___ SOURCE DOCUMENT ___
1.4.2. FAQ

1.4.2.1. Building the SRW App

1.4.2.1.1. How can I clean up the SRW App code if something went wrong during the build?

The ufs-srweather-app repository contains a devclean.sh convenience script. This script can be used to clean up code if something goes wrong when checking out externals or building the application. To view usage instructions and to get help, run with the -h flag:

./devclean.sh -h

To remove the build directory, run:

./devclean.sh --remove

To remove all build artifacts (including build, exec, lib, and share), run:

./devclean.sh --clean
OR
./devclean.sh -a

To remove external submodules, run:

./devclean.sh --sub-modules

Users will need to check out the external submodules again before building the application.

In addition to the options above, many standard terminal commands can be run to remove unwanted files and directories (e.g., rm -rf expt_dirs). A complete explanation of these options is beyond the scope of this User’s Guide.

1.4.2.2. Configuring an Experiment

1.4.2.2.1. How do I define an experiment name?

The name of the experiment is set in the workflow: section of the config.yaml file using the variable EXPT_SUBDIR. See Section 1.2.4.3.2.2 and/or Section 1.3.1.3.2 for more details.

1.4.2.2.2. How do I change the Physics Suite Definition File (SDF)?

The SDF is set in the workflow: section of the config.yaml file using the variable CCPP_PHYS_SUITE. The five supported physics suites for the SRW Application are:

FV3_GFS_v16
FV3_RRFS_v1beta
FV3_HRRR
FV3_WoFS_v0
FV3_RAP

When users run the generate_FV3LAM_wflow.py script, the SDF file is copied from its location in the forecast model directory to the experiment directory $EXPTDIR. For more information on the CCPP physics suite parameters, see Section 1.3.1.3.8.

1.4.2.2.3. How do I change the grid?

To change the predefined grid, modify the PREDEF_GRID_NAME variable in the task_run_fcst: section of the config.yaml script (see Section 1.2.4.3.2.2 for details on creating and modifying the config.yaml file). The five supported predefined grids as of the SRW Application v2.2.0 release are:

RRFS_CONUS_3km
RRFS_CONUS_13km
RRFS_CONUS_25km
SUBCONUS_Ind_3km
RRFS_NA_13km

However, users can choose from a variety of predefined grids listed in Section 1.3.1.3.11. An option also exists to create a user-defined grid, with information available in Section 1.3.3.2. However, the user-defined grid option is not fully supported as of the v2.2.0 release and is provided for informational purposes only.

1.4.2.2.4. How can I select which workflow tasks to run?

Section 1.2.4.3.2.2.2 provides a full description of how to turn on/off workflow tasks.

The default workflow tasks are defined in ufs-srweather-app/parm/wflow/default_workflow.yaml. However, the /parm/wflow directory contains several YAML files that configure different workflow task groups. Each file contains a number of tasks that are typically run together (see Table 1.13 for a description of each task group). To add or remove workflow tasks, users will need to alter the user configuration file (config.yaml) as described in Section 1.2.4.3.2.2.2 to override the default workflow and run the selected tasks and task groups.
___
__EXERCISE__. Copy the SRW App FAQ, beginning at the words "In addition to" and stopping after "an experiment name?", and substitute "shell commands" for "terminal commands" wherever it occurs. The material that comes after the SRW App FAQ isn't needed.
___ DATA EXCERPTS ___
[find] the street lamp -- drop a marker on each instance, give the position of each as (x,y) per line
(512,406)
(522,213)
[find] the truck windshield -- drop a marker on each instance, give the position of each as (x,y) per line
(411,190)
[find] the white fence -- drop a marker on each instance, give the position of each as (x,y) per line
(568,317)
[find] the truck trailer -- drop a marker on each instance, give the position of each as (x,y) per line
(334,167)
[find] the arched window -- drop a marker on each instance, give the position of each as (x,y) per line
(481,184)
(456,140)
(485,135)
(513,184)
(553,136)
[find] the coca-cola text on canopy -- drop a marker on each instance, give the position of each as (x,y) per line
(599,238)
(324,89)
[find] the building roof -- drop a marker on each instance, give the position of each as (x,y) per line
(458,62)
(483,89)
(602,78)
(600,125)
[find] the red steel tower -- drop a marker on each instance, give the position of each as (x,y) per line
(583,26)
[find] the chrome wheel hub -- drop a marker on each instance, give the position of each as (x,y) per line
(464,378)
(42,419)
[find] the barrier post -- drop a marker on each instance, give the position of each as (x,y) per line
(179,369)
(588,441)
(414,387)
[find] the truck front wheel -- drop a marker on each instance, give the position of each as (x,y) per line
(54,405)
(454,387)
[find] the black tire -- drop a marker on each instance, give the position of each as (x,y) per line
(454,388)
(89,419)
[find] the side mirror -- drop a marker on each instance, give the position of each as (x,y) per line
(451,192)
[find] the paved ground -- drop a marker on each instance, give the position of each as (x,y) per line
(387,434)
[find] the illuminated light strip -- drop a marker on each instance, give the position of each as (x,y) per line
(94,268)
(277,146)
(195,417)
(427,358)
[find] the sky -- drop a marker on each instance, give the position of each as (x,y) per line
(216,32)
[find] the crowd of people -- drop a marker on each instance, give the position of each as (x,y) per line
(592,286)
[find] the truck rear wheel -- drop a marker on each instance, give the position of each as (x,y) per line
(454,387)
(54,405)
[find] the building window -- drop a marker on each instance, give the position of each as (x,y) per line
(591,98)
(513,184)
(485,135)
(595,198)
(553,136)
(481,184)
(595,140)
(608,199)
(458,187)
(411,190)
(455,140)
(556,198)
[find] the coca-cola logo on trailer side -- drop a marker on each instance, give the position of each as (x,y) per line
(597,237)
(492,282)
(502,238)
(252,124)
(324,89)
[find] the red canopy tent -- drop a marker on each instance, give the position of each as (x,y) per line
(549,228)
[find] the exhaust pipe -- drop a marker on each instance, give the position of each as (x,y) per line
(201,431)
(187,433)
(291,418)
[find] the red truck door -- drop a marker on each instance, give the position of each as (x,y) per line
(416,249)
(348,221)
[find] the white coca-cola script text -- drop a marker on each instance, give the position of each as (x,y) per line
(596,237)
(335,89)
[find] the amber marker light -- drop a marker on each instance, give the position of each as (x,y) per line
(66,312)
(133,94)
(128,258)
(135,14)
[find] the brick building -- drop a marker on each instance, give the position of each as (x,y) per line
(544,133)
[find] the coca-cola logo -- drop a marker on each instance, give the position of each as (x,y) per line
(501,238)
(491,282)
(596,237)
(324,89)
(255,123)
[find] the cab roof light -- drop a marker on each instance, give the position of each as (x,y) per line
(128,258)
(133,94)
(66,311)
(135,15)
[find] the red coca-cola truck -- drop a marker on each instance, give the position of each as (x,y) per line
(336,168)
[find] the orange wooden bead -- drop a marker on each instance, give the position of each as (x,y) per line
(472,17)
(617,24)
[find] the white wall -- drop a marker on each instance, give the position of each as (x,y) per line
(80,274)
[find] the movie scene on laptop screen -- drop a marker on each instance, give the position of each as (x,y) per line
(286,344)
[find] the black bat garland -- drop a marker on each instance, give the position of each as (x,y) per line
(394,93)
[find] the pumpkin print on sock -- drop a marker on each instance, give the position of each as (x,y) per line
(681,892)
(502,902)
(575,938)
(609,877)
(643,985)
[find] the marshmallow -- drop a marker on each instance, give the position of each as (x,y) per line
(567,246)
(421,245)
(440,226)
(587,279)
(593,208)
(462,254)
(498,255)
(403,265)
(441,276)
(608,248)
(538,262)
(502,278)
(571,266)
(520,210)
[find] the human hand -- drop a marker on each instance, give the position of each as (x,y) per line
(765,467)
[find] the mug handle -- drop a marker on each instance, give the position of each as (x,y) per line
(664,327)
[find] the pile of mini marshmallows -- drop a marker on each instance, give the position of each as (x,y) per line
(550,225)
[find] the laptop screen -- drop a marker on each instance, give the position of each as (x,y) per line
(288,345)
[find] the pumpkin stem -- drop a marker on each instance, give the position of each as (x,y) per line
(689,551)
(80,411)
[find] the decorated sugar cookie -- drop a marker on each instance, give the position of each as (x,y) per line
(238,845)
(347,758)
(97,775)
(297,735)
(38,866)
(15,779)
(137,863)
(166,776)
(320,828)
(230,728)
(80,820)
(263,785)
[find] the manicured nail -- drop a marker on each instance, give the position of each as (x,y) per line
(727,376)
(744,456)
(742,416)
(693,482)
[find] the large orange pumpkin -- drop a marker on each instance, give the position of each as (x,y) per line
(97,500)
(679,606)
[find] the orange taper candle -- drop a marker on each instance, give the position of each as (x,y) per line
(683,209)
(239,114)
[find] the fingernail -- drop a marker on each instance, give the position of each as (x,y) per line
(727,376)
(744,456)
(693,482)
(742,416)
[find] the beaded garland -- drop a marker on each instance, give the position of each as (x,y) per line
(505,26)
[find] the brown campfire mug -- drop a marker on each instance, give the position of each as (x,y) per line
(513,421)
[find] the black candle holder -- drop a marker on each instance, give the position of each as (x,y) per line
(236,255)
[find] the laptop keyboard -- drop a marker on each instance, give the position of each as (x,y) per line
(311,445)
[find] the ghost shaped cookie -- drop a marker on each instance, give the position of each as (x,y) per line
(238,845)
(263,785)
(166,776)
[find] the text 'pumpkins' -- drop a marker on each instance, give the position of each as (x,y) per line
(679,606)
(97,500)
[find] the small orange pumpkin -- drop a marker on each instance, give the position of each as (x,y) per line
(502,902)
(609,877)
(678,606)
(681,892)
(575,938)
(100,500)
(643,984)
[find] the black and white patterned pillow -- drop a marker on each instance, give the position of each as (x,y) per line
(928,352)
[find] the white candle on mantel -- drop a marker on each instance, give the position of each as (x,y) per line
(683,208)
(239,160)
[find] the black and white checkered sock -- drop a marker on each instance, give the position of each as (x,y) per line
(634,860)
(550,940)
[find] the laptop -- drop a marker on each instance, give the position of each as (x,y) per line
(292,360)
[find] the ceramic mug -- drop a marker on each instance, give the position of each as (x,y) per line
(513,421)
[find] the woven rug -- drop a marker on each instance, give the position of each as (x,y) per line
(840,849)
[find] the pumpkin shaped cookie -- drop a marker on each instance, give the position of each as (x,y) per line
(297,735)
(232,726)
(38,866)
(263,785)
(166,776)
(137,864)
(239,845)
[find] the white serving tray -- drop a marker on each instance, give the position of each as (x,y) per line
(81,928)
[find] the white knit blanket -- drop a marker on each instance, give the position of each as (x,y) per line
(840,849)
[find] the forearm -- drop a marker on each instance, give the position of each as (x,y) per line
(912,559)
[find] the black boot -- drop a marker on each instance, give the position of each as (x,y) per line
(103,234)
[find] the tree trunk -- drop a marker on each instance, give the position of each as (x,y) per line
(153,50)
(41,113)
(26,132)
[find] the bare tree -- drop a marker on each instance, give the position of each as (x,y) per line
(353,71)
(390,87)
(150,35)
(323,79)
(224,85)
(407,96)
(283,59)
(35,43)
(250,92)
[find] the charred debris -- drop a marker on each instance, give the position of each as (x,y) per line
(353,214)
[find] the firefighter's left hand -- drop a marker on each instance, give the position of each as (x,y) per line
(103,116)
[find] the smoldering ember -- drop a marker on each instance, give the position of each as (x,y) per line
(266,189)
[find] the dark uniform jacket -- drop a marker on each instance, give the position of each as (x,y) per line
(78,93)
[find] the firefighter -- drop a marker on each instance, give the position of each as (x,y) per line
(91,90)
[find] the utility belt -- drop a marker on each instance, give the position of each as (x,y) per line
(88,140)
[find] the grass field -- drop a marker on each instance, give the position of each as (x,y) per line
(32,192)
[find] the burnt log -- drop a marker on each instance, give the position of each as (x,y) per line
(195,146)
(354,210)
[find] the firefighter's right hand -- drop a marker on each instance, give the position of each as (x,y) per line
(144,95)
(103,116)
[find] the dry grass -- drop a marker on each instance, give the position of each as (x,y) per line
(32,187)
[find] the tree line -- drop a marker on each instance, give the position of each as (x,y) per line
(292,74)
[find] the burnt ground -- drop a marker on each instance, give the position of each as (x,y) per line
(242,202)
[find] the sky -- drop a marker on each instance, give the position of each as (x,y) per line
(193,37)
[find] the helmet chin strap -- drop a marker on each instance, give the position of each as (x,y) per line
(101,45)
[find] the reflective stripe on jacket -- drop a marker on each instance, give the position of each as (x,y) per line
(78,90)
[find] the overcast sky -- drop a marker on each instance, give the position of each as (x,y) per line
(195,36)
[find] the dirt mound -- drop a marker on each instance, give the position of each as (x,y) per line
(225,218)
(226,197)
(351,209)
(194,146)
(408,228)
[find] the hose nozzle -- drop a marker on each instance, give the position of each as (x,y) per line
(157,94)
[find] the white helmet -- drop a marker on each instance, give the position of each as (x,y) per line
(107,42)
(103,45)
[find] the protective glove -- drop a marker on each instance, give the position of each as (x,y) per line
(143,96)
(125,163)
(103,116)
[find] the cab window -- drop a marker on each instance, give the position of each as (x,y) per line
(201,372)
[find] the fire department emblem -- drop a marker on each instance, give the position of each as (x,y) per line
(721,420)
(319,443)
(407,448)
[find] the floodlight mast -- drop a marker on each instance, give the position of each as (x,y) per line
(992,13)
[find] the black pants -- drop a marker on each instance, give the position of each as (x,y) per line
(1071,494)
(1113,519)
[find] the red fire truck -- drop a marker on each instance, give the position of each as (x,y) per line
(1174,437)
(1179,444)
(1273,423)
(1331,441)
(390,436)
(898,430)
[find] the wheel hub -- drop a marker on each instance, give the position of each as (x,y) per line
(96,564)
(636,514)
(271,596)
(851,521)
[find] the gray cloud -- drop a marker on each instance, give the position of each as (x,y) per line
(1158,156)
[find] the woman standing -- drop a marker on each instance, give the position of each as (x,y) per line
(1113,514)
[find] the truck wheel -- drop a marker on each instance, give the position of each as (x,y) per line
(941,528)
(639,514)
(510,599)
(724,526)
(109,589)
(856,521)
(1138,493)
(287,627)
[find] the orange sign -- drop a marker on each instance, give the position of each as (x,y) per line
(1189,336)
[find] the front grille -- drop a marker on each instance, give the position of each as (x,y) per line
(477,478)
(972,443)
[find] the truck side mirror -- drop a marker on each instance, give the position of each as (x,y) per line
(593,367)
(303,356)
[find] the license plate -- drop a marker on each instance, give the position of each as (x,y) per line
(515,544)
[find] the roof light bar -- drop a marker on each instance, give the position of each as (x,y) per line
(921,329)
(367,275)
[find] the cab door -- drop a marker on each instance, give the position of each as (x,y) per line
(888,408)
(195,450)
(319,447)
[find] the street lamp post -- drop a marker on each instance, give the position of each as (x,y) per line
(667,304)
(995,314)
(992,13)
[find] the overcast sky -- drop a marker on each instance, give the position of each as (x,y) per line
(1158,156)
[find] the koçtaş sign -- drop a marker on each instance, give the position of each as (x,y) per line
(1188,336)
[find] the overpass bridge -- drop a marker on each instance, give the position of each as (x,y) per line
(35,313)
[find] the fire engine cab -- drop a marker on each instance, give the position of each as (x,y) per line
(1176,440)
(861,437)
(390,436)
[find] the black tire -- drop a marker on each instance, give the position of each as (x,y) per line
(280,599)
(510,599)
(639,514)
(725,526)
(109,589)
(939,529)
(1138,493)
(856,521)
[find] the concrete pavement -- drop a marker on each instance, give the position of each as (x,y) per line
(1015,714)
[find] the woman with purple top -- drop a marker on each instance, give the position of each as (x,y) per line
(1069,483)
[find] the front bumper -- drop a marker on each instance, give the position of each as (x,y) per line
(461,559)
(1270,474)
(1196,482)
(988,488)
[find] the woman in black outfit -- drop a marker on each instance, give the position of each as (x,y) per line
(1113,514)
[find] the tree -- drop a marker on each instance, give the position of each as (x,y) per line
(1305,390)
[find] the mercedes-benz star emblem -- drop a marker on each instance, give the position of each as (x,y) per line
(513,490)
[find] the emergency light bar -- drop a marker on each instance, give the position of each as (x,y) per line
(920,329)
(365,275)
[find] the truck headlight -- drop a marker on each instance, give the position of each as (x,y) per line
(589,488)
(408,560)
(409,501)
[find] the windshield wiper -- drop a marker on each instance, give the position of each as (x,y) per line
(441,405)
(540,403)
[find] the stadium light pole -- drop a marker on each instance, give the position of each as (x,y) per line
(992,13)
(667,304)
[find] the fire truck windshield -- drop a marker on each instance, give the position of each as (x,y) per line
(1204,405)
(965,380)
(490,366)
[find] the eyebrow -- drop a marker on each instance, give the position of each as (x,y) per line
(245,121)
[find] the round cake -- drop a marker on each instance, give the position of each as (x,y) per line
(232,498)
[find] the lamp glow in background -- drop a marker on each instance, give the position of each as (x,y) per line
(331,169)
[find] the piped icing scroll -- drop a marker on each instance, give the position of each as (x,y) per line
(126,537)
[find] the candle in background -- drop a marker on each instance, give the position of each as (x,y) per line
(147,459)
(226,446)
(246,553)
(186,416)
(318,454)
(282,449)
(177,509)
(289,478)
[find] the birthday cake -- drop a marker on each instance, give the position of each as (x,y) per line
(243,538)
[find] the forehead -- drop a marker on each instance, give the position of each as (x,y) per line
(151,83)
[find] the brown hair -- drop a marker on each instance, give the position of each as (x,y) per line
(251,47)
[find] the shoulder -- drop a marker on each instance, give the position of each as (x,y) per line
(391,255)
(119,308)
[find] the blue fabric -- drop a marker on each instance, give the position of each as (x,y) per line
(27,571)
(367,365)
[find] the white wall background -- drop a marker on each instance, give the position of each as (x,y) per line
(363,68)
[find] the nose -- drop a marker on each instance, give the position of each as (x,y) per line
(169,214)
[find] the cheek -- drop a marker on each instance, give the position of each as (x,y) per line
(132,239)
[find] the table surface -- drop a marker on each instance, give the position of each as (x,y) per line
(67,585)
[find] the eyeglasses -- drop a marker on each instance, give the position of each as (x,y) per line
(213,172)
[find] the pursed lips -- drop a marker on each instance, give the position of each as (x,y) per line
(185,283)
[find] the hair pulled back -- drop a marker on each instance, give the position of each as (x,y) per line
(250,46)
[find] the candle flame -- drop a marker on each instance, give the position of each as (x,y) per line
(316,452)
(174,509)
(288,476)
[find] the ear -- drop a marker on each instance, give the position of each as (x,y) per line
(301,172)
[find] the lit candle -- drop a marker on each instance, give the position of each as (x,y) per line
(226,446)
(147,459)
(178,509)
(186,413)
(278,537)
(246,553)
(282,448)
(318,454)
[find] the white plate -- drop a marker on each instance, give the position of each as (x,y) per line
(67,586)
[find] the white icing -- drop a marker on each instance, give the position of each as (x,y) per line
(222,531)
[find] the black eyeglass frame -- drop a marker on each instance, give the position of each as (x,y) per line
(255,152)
___
__CORRECT RESULT__.
In addition to the options above, many standard shell commands can be run to remove unwanted files and directories (e.g., rm -rf expt_dirs). A complete explanation of these options is beyond the scope of this User’s Guide.

1.4.2.2. Configuring an Experiment

1.4.2.2.1. How do I define an experiment name?